====== Records supplied

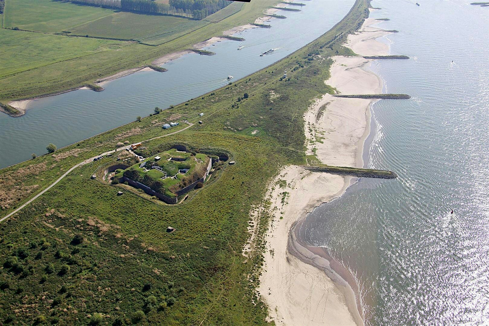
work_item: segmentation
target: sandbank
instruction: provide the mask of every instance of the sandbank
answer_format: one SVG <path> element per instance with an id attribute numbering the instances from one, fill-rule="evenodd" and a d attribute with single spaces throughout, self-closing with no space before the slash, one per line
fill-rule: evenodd
<path id="1" fill-rule="evenodd" d="M 349 36 L 347 45 L 359 55 L 388 54 L 388 46 L 375 39 L 388 33 L 372 27 L 378 22 L 366 20 L 358 32 Z M 371 60 L 359 57 L 332 59 L 331 77 L 325 82 L 338 93 L 382 92 L 381 80 L 368 70 Z M 332 165 L 363 167 L 364 143 L 370 133 L 370 107 L 375 101 L 330 94 L 317 99 L 304 114 L 308 153 L 315 152 L 322 163 Z M 341 196 L 355 180 L 289 166 L 278 174 L 274 186 L 267 193 L 272 217 L 266 236 L 258 291 L 276 324 L 363 325 L 353 278 L 349 278 L 349 284 L 344 281 L 349 278 L 340 276 L 337 268 L 333 268 L 337 263 L 321 257 L 318 251 L 308 250 L 297 240 L 294 232 L 308 213 Z M 287 186 L 281 188 L 282 180 Z"/>

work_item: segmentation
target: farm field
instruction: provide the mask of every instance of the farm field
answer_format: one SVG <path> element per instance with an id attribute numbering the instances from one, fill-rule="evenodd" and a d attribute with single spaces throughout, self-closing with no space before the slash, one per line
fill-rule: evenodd
<path id="1" fill-rule="evenodd" d="M 77 35 L 136 40 L 157 45 L 208 23 L 169 16 L 118 12 L 67 30 Z"/>
<path id="2" fill-rule="evenodd" d="M 10 5 L 11 2 L 16 2 L 17 0 L 7 0 L 6 2 L 7 7 Z M 164 42 L 158 46 L 149 46 L 138 44 L 135 42 L 123 42 L 118 43 L 116 45 L 118 47 L 115 49 L 117 51 L 102 52 L 95 51 L 88 55 L 78 57 L 70 60 L 56 61 L 49 65 L 41 65 L 34 69 L 19 68 L 15 75 L 11 74 L 0 79 L 0 102 L 6 103 L 13 100 L 30 98 L 54 92 L 67 90 L 87 83 L 93 83 L 97 79 L 113 75 L 119 71 L 143 65 L 151 64 L 153 60 L 158 57 L 172 52 L 187 49 L 191 47 L 193 44 L 208 40 L 213 36 L 222 35 L 222 31 L 232 26 L 253 22 L 255 18 L 263 14 L 264 10 L 278 2 L 277 0 L 262 0 L 254 2 L 253 4 L 245 3 L 243 5 L 242 9 L 238 12 L 219 22 L 208 23 L 202 28 L 194 29 L 186 34 L 183 32 L 179 33 L 176 32 L 176 34 L 173 37 L 169 38 L 172 39 L 171 40 L 165 40 L 165 38 L 167 37 L 164 35 L 154 36 L 153 38 L 146 39 L 145 42 L 148 42 L 148 43 L 156 44 L 161 42 Z M 40 1 L 39 4 L 37 1 L 31 1 L 31 3 L 34 10 L 30 9 L 31 13 L 29 15 L 36 14 L 36 6 L 40 5 L 42 9 L 44 8 L 44 10 L 45 10 L 45 6 L 48 4 L 69 6 L 70 8 L 72 8 L 71 10 L 73 12 L 78 12 L 79 10 L 81 11 L 80 12 L 83 12 L 86 9 L 89 8 L 96 10 L 101 10 L 105 13 L 108 13 L 110 14 L 113 13 L 113 12 L 99 8 L 62 2 L 52 2 L 47 0 L 43 0 L 42 2 Z M 231 5 L 230 5 L 228 7 Z M 226 9 L 225 8 L 223 10 Z M 7 15 L 8 15 L 8 11 L 7 8 Z M 218 12 L 214 15 L 220 12 Z M 103 17 L 109 16 L 108 14 L 105 15 L 105 13 L 104 14 L 105 16 L 102 15 Z M 146 15 L 142 16 L 144 17 L 147 17 Z M 44 17 L 49 17 L 49 15 L 47 16 L 44 15 Z M 96 17 L 93 20 L 96 21 L 100 18 L 101 17 Z M 169 17 L 166 17 L 165 18 L 168 19 Z M 23 21 L 26 23 L 28 22 L 28 21 L 24 20 L 23 18 L 22 20 L 23 20 Z M 78 23 L 77 26 L 86 23 L 87 20 L 77 22 L 80 23 Z M 61 19 L 60 22 L 54 22 L 53 25 L 57 27 L 50 27 L 50 28 L 51 28 L 52 30 L 57 30 L 58 31 L 67 29 L 68 24 L 61 23 L 61 21 L 64 22 L 64 19 Z M 105 20 L 103 21 L 105 22 Z M 199 22 L 204 23 L 208 22 L 201 21 Z M 44 23 L 40 23 L 42 25 Z M 75 28 L 76 26 L 71 25 L 71 27 Z M 19 31 L 14 31 L 16 33 L 20 32 Z M 36 36 L 42 35 L 38 33 L 32 34 Z M 180 34 L 182 36 L 178 37 Z M 68 37 L 66 36 L 63 37 Z M 32 38 L 31 44 L 33 46 L 35 46 L 36 44 L 38 44 L 40 46 L 42 45 L 42 39 L 37 38 L 36 36 L 34 36 Z M 0 45 L 2 45 L 2 40 L 0 40 Z M 62 47 L 61 50 L 63 51 L 65 50 Z M 16 65 L 21 66 L 30 62 L 31 59 L 27 59 L 28 57 L 28 53 L 24 53 L 22 52 L 17 54 L 18 55 L 16 57 L 18 62 L 15 63 Z M 14 64 L 12 62 L 10 63 L 10 65 Z M 15 69 L 12 66 L 5 66 L 5 71 L 13 70 Z"/>
<path id="3" fill-rule="evenodd" d="M 3 27 L 56 33 L 113 13 L 110 9 L 51 0 L 7 0 Z"/>
<path id="4" fill-rule="evenodd" d="M 329 32 L 244 79 L 0 170 L 3 216 L 75 164 L 113 150 L 117 142 L 170 132 L 162 123 L 203 121 L 143 142 L 145 157 L 179 144 L 197 153 L 225 151 L 236 162 L 217 166 L 203 188 L 176 205 L 90 179 L 117 162 L 116 155 L 74 170 L 0 223 L 0 305 L 5 307 L 0 321 L 267 325 L 267 307 L 255 289 L 269 217 L 257 215 L 254 246 L 244 255 L 250 213 L 266 202 L 267 183 L 280 167 L 306 162 L 303 115 L 314 98 L 333 92 L 323 82 L 329 58 L 354 54 L 341 43 L 361 25 L 368 3 L 358 0 Z M 281 81 L 284 70 L 290 78 Z M 238 101 L 244 93 L 249 96 Z M 207 113 L 199 116 L 204 108 Z M 258 131 L 248 134 L 250 128 Z M 167 233 L 168 226 L 175 232 Z"/>
<path id="5" fill-rule="evenodd" d="M 1 15 L 0 15 L 1 16 Z M 120 42 L 0 29 L 0 77 L 120 48 Z"/>
<path id="6" fill-rule="evenodd" d="M 221 22 L 224 18 L 227 18 L 231 15 L 233 15 L 241 10 L 244 4 L 244 2 L 235 1 L 231 4 L 224 7 L 219 11 L 208 16 L 203 20 L 212 22 Z"/>

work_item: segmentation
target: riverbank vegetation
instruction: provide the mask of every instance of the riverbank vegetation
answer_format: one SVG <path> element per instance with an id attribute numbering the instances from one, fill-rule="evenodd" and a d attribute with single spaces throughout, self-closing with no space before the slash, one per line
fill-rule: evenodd
<path id="1" fill-rule="evenodd" d="M 315 99 L 333 92 L 324 83 L 332 62 L 328 58 L 352 54 L 341 44 L 361 25 L 367 5 L 357 0 L 330 31 L 230 85 L 0 170 L 4 216 L 85 159 L 119 143 L 168 134 L 161 126 L 169 121 L 204 123 L 145 141 L 145 150 L 158 153 L 170 143 L 188 144 L 222 149 L 235 162 L 224 171 L 216 168 L 218 178 L 175 206 L 130 192 L 117 196 L 118 187 L 90 179 L 107 161 L 125 159 L 127 151 L 74 170 L 0 223 L 0 304 L 5 307 L 0 321 L 266 324 L 267 307 L 255 290 L 263 237 L 247 257 L 242 254 L 249 213 L 261 204 L 280 167 L 305 163 L 304 113 Z M 281 81 L 283 70 L 290 78 Z M 263 234 L 268 217 L 258 218 Z M 167 233 L 168 226 L 175 231 Z"/>
<path id="2" fill-rule="evenodd" d="M 151 65 L 230 27 L 253 22 L 278 2 L 231 4 L 222 15 L 219 11 L 208 16 L 211 23 L 49 0 L 7 0 L 1 15 L 6 28 L 0 29 L 0 101 L 66 91 Z M 16 27 L 42 33 L 6 29 Z"/>

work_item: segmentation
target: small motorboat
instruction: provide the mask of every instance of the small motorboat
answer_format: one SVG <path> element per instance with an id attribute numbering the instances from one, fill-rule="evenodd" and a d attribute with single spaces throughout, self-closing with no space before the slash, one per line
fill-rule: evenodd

============

The request: Copy out word for word the lines from the very start through the line with "instruction: provide the mask of every instance of the sandbank", leaving the pictures out of your answer.

Output below:
work_item: segmentation
target: sandbank
instruction: provide the mask of every instance of the sandbank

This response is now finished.